# Selected excerpt:
The gold I covered with thinned cobalt blue and removed some with a sea sponge. The trunk/branches were painted with shades of permanent violet dark.  Lunch time! To be continued another painting day.

Sep 22, 2010

Fielding Questions

To answer some queries, here goes.  I paint with acrylics and use water soluble pencils for the preliminary sketches. I like short brushes and can't get along without cotton tipped applicators.   I have a familial tremor that exhibits itself in a head tic  (plays H--- with doing a self-portrait by mirror) and an intention-tremor.  That diagnosis means the harder I grip something the more my hand shakes (used to scare the bejusus out of patients when I came at them with a syringe to draw their blood.)   When I make a little mistake painting I dip a cotton swab in soapy water and remove it.  When I make a big mistake I get out the gesso.  My grand daughter, Ginny, mimics my tremor so perfectly it cracks me up every time.

I get up at 7AM if Max, the 7 lb. junk-yard dog, lets us sleep that long.  I feed Max and the two sibling cats (Xen=Siamese, Noir=black).  My husband's caregiver arrives at 7:30AM so I can paint until 1pm.  I carry my chocolate milk/coffee drink and whatever my breakfast is to the computer and answer email. Then I apply Glove in a Bottle to my hands and don nitrile gloves. I have clothes I only wear when painting.  My favorite is a wholy, huge, soft navy tee shirt and baggy rayon pants.   I try to paint daily.
Some days I take a deep breath and try again to do an abstract.

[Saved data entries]
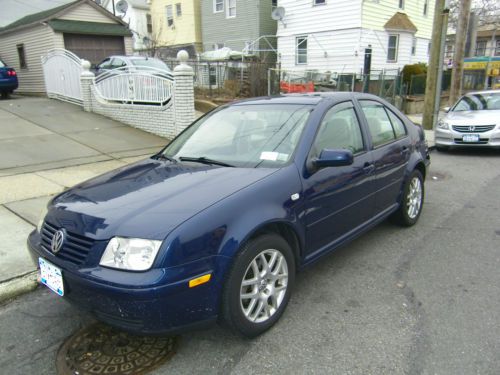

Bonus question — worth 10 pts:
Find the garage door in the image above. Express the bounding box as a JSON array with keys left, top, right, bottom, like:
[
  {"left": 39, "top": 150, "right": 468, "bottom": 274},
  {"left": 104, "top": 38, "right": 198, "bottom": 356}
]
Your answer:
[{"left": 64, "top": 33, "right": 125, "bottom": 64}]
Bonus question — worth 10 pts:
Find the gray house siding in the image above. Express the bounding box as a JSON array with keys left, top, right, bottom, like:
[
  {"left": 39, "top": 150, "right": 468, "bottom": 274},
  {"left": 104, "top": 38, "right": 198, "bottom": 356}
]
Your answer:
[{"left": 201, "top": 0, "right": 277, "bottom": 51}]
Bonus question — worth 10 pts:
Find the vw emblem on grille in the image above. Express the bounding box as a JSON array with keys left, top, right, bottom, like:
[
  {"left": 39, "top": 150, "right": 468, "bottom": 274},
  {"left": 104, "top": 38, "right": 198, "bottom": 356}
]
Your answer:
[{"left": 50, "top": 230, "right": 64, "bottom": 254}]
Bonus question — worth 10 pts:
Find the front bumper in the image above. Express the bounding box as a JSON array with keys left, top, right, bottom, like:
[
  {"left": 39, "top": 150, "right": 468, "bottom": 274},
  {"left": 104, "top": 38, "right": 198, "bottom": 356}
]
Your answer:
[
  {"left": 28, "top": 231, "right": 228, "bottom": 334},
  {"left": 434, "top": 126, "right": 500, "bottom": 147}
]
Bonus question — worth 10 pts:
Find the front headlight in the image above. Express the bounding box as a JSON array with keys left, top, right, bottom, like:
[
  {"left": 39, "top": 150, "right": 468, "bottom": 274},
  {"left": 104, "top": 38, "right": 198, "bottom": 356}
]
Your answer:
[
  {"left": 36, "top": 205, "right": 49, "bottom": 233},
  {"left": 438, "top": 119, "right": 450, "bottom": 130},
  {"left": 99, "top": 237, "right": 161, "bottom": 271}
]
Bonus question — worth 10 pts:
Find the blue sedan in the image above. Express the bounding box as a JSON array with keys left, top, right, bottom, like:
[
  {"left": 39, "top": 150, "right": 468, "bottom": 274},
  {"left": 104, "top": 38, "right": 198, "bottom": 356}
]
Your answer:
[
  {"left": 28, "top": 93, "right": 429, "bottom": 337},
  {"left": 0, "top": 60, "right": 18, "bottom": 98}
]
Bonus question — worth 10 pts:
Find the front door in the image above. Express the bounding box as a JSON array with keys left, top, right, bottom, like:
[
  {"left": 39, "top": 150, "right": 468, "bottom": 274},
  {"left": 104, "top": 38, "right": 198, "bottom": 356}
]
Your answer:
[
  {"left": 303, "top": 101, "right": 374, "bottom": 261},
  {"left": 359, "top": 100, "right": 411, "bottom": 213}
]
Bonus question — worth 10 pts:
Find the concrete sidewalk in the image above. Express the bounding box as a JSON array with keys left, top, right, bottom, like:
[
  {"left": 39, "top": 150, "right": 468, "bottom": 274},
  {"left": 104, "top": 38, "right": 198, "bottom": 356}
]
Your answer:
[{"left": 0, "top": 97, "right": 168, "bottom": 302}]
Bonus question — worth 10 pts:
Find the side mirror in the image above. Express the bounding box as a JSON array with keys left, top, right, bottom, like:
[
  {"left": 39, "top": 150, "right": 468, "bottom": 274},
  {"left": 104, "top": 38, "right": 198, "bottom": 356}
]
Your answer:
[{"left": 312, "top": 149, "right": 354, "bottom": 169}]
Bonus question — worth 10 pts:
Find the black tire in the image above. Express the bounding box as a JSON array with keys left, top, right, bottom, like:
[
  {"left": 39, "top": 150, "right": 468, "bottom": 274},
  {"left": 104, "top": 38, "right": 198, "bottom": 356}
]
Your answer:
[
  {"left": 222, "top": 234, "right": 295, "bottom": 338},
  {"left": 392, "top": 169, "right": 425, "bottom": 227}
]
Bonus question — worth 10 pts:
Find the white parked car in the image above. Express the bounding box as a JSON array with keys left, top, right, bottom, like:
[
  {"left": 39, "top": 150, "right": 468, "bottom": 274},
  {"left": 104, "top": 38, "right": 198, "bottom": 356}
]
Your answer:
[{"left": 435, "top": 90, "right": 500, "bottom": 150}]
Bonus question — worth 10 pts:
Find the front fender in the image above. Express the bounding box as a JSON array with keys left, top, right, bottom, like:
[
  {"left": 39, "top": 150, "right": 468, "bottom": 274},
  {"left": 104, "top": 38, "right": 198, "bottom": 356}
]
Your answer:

# Work request 1:
In the painting blog excerpt, how does the writer fix a little mistake while painting?
# Work request 2:
Carry on writing the painting blog excerpt, starting right after its final sentence.

# Final answer 1:
By dipping a cotton swab in soapy water and removing the mistake with it.

# Final answer 2:
I have a coyote skull I have planned to decorate.  Today instead I painted a canvas of it, "Coyote".  Someday I will tackle the skull itself.  Bone, skeletons and skulls fascinate me, so our trips to Mexico usually included the purchase of something to do with Day  of the Dead.

Sep 21, 2010

Delightful Discovery

Just found that a young lady I have watched grow up for the last ten years has a blog.  She not only is talented, but is lovely as a person. http://jessherzanek.blogspot.com

Fooling around with plastic wrap.

Since I am abstract challenged I decided to stop struggling and just have fun.  I put the napthol red light on and took it off with plastic wrap.  Those wicked little squiggles looked like they needed some cobalt teal and it appeared finished to me.  Who knew it could be so easy and fun! I called it Red #1 so I could do more later.

Sep 20, 2010

A reliable critic...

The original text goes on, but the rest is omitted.